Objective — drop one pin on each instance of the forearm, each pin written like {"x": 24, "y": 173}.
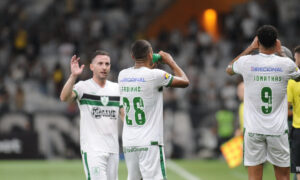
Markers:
{"x": 178, "y": 71}
{"x": 67, "y": 91}
{"x": 247, "y": 51}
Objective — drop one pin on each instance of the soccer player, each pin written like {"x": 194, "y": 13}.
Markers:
{"x": 265, "y": 103}
{"x": 141, "y": 90}
{"x": 98, "y": 101}
{"x": 293, "y": 91}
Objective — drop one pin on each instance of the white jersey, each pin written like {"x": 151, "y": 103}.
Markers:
{"x": 142, "y": 98}
{"x": 99, "y": 112}
{"x": 265, "y": 99}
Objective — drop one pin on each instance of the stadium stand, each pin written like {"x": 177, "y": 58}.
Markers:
{"x": 37, "y": 39}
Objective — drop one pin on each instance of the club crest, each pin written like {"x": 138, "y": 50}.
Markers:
{"x": 104, "y": 100}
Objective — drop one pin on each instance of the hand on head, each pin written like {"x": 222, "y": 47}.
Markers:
{"x": 75, "y": 69}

----

Description of the task -> Write the records out again exactly; none of the pictures belong in the copy.

Exercise result ->
Objective — drop one pin on each instance of the forearm, each pin written like {"x": 24, "y": 173}.
Markers:
{"x": 178, "y": 71}
{"x": 67, "y": 91}
{"x": 247, "y": 51}
Objective — drop one pin on each instance of the soccer player, each pin written like {"x": 194, "y": 13}.
Markers:
{"x": 265, "y": 103}
{"x": 141, "y": 90}
{"x": 98, "y": 101}
{"x": 293, "y": 91}
Objective — drop one pin on each instance of the white jersey, each pin written like {"x": 151, "y": 103}.
Markers:
{"x": 142, "y": 98}
{"x": 99, "y": 112}
{"x": 265, "y": 99}
Objective — drop one pin on each instance of the stadium stand, each pin written like {"x": 177, "y": 58}.
Markers:
{"x": 37, "y": 39}
Objective — drop one pin on each instance of the club crest, each pin written like {"x": 138, "y": 50}.
Markers:
{"x": 104, "y": 100}
Objective — drop one pin on each instance of the hand on head, each pin written like {"x": 222, "y": 47}.
Markers:
{"x": 75, "y": 69}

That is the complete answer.